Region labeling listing

begin

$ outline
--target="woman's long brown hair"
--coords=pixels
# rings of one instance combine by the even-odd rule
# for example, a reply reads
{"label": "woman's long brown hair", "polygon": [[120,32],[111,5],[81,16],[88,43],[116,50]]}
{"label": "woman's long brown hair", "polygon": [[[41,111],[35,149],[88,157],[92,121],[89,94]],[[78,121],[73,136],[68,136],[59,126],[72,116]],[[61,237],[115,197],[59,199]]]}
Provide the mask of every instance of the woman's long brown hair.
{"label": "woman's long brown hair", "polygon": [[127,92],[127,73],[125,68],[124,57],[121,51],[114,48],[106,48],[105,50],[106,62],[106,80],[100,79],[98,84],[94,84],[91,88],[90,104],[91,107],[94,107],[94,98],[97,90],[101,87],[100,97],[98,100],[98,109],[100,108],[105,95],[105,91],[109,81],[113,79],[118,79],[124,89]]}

end

* EXERCISE
Copy out every line of the listing above word for word, with nothing changed or left out.

* REPLY
$ outline
--target="woman's long brown hair"
--coords=pixels
# rings of one instance combine by the even-odd rule
# for example, a reply reads
{"label": "woman's long brown hair", "polygon": [[120,32],[111,5],[81,16],[88,43],[116,50]]}
{"label": "woman's long brown hair", "polygon": [[[41,111],[35,149],[88,157],[92,121],[89,94]],[[78,121],[73,136],[68,136],[59,126],[72,116]],[[61,237],[115,197],[59,199]]]}
Provide the mask of every instance of the woman's long brown hair.
{"label": "woman's long brown hair", "polygon": [[127,92],[127,73],[125,68],[124,57],[121,51],[114,48],[106,48],[105,50],[106,62],[106,80],[100,79],[98,84],[94,84],[91,88],[90,104],[91,107],[94,107],[94,98],[97,90],[101,87],[100,97],[98,100],[98,109],[100,108],[105,95],[105,91],[109,81],[113,79],[118,79],[124,89]]}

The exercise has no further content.